Task set ->
- 1) List the names of the reporters credited with the videos in the text about parents returning from prison.
- 2) Print the passage of the text about parents returning from prison that runs from "The single most" to "of six families.".

[START Source]

New America Media presents portraits of parents returning home from incarceration through the eyes of their children.
The single most accurate predictor for successful re-entry is strong family bonds. And no group has a stronger vested interest in re-establishing relations with ex-prisoners than their children. Like children of divorce, they bear the brunt of separation and yearn for an integrated family life. With the recent implementation of Governor Jerry Brown's prison realignment policy, county officials are debating what they can do with constrained resources to avoid replicating the prison overcrowding problem in county jails. Some are looking to adopt "family-centric" strategies to prevent recidivism. Produced by young reporters at Richmond Pulse and Silicon Valley De-Bug, these videos tell the evolving stories of six families.
“I Can't Just Be Done With My Mom” by David Meza
When Alisha’s drug-addicted mom was preparing for her release from state prison, she asked her daughter Alisha to be her caretaker. Alisha said “no.” Alisha spent the first nine years of her mother’s incarceration, release, and re-incarceration cycle as a child, and as she enters into her own adulthood, she is finding her mom’s absence and chaotic lifestyle an even more bitter pill to swallow.
“I Want to be Like Him When I Grow Up” by Daniel Zapian
Greg was just released after a being incarcerated most of his life. To his great surprise, his son has taken him under his wing, looking after him while his other sons won’t even talk with him. Greg is so grateful for his son’s support, he says, “I want to be like him when I grow up.”
“Baby Quintero” by Valerie Klinker
The one thing that Suzie couldn’t handle while in prison was not being able to protect her daughter, Baby. Baby spent 2 months in juvenile hall while her mom was incarcerated. But now that her mom has returned home with a new job and a newfound sense of self-worth, Baby considers herself her mom’s backbone.

[END Source]
[START Material supplied]

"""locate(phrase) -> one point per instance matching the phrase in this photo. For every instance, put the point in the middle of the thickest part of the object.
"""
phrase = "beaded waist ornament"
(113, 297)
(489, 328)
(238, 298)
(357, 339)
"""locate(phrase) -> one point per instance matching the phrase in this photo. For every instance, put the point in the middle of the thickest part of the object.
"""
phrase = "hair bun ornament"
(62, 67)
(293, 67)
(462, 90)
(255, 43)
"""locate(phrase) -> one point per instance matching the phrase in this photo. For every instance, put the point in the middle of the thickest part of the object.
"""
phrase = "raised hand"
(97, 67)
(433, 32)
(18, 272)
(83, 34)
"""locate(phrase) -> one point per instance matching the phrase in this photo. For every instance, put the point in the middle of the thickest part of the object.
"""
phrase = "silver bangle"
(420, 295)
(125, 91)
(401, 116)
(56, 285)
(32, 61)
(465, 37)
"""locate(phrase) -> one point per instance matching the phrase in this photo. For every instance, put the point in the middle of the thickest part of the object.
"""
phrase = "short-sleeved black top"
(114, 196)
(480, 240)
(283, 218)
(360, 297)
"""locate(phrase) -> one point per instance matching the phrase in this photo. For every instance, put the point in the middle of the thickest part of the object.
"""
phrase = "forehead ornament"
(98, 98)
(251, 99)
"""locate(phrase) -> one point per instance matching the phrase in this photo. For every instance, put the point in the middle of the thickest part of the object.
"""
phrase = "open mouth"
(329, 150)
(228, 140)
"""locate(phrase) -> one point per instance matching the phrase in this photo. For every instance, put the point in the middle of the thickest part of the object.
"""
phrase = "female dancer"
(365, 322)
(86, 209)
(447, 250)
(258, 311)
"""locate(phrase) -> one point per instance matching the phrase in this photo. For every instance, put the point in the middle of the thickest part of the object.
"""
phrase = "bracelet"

[END Material supplied]

Worked solutions ->
- 1) David Meza, Daniel Zapian, Valerie Klinker

- 2)
The single most accurate predictor for successful re-entry is strong family bonds. And no group has a stronger vested interest in re-establishing relations with ex-prisoners than their children. Like children of divorce, they bear the brunt of separation and yearn for an integrated family life. With the recent implementation of Governor Jerry Brown's prison realignment policy, county officials are debating what they can do with constrained resources to avoid replicating the prison overcrowding problem in county jails. Some are looking to adopt "family-centric" strategies to prevent recidivism. Produced by young reporters at Richmond Pulse and Silicon Valley De-Bug, these videos tell the evolving stories of six families.